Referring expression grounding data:
----

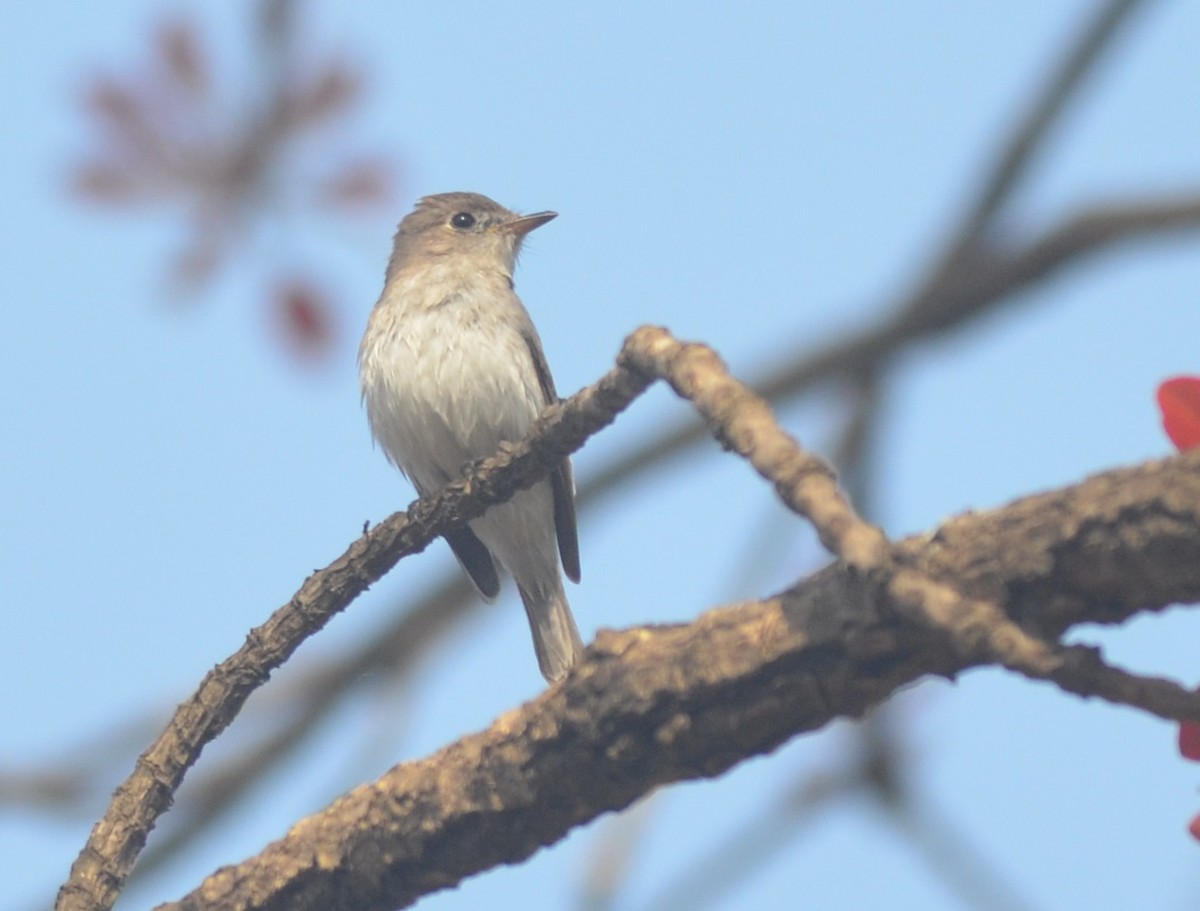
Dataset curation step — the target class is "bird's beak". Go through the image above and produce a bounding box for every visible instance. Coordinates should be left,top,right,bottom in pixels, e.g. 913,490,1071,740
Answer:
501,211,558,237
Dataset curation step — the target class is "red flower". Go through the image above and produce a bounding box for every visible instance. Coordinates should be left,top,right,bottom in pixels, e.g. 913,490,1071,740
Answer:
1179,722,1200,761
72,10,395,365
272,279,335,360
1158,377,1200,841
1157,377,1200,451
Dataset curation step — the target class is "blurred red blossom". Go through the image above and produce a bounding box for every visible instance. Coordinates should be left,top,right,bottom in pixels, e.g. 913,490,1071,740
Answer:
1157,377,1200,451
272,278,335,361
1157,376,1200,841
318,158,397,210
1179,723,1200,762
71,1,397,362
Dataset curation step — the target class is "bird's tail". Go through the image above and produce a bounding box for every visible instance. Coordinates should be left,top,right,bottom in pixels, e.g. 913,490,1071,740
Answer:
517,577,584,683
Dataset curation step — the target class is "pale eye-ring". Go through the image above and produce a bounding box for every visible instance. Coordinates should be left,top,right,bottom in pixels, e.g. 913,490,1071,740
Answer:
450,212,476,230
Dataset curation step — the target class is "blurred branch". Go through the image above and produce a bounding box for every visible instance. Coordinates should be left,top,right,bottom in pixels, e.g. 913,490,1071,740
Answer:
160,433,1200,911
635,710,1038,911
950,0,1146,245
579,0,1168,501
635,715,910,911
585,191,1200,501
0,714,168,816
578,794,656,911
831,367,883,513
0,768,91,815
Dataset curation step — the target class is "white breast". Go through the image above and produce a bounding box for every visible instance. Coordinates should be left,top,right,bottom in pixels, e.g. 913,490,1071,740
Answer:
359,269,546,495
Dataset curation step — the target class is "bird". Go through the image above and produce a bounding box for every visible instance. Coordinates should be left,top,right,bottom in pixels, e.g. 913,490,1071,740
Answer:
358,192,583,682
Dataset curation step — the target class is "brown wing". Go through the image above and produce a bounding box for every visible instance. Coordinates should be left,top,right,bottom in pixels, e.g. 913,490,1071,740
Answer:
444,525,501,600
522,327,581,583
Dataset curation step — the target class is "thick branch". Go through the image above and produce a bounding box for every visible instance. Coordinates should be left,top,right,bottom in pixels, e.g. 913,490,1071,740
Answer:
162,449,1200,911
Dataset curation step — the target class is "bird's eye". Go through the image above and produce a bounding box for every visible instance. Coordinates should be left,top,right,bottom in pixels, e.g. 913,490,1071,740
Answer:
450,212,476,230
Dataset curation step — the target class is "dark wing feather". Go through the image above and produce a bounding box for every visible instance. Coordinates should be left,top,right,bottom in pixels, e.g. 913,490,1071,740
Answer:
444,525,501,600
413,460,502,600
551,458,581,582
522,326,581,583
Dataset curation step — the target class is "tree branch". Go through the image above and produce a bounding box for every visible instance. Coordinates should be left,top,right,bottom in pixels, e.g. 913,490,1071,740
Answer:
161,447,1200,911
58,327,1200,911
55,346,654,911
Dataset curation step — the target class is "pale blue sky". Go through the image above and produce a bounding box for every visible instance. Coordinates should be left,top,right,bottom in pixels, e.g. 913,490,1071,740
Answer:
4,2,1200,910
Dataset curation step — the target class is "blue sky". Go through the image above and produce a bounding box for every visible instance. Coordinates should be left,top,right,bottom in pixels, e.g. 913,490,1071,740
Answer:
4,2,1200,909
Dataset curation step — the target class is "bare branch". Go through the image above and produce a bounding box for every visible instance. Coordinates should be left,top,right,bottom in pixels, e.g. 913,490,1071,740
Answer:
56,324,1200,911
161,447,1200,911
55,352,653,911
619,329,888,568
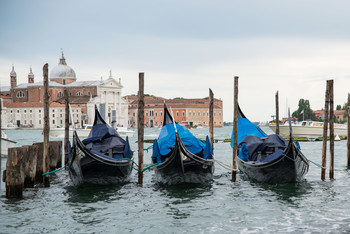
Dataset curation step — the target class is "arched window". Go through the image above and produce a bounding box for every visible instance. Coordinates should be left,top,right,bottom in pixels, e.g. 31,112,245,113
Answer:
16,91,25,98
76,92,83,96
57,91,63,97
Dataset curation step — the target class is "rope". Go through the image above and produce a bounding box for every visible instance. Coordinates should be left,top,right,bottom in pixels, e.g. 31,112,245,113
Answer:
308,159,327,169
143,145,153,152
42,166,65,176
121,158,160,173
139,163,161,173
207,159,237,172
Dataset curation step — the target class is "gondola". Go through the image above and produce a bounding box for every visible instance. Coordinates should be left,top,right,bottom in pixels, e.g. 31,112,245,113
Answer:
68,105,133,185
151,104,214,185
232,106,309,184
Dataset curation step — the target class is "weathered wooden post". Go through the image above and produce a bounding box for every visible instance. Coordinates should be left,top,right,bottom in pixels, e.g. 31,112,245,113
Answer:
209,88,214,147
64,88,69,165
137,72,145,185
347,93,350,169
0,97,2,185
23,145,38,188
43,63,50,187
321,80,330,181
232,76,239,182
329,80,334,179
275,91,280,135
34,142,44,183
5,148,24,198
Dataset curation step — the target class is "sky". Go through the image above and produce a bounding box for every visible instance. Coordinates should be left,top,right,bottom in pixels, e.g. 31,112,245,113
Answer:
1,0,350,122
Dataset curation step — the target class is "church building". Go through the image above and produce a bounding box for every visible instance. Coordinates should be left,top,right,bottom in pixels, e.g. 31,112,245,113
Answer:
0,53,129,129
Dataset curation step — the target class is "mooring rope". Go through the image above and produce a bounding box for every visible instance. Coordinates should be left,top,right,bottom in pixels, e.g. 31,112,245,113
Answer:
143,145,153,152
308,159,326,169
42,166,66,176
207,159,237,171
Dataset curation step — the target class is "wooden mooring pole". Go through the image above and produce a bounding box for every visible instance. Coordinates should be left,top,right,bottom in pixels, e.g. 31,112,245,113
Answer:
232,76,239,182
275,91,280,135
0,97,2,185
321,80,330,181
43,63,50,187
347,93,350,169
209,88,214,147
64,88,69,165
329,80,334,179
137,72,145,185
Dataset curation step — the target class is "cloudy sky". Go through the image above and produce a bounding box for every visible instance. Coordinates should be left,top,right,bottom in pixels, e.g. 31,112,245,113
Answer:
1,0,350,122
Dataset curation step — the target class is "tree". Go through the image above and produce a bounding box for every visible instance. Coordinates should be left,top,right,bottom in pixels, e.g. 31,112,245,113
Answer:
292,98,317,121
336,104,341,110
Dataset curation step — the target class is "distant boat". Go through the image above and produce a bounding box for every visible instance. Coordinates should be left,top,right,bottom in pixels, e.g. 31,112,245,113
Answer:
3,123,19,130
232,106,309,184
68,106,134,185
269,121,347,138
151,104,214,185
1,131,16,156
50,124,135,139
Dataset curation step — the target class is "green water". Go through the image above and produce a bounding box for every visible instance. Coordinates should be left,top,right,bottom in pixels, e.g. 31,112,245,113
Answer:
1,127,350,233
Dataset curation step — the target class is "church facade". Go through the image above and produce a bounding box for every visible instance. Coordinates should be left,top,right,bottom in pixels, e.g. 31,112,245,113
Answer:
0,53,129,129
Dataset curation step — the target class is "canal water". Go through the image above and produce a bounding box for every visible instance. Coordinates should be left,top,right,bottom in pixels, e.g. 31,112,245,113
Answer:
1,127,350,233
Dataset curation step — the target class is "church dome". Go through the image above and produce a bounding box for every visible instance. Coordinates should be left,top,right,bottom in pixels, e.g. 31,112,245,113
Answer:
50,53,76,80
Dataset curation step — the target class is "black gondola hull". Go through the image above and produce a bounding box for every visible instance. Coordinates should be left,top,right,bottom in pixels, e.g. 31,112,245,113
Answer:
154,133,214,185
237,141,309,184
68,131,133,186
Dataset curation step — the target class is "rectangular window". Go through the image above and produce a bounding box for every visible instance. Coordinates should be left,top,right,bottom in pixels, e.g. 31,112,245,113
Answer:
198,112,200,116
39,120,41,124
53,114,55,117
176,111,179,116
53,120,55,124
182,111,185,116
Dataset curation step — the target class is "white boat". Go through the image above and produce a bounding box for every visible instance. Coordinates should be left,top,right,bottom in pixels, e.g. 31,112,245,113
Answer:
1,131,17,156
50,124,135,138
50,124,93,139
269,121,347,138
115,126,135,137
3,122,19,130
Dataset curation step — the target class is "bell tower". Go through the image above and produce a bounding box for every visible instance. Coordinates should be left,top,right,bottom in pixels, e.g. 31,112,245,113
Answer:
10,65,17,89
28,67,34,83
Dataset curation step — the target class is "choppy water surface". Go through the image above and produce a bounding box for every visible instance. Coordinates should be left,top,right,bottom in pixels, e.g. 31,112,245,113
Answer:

----

WHAT THE EXERCISE ASKS:
Count the lines above in which the word "window" appears, then state only that count.

SOLVED EXERCISE:
2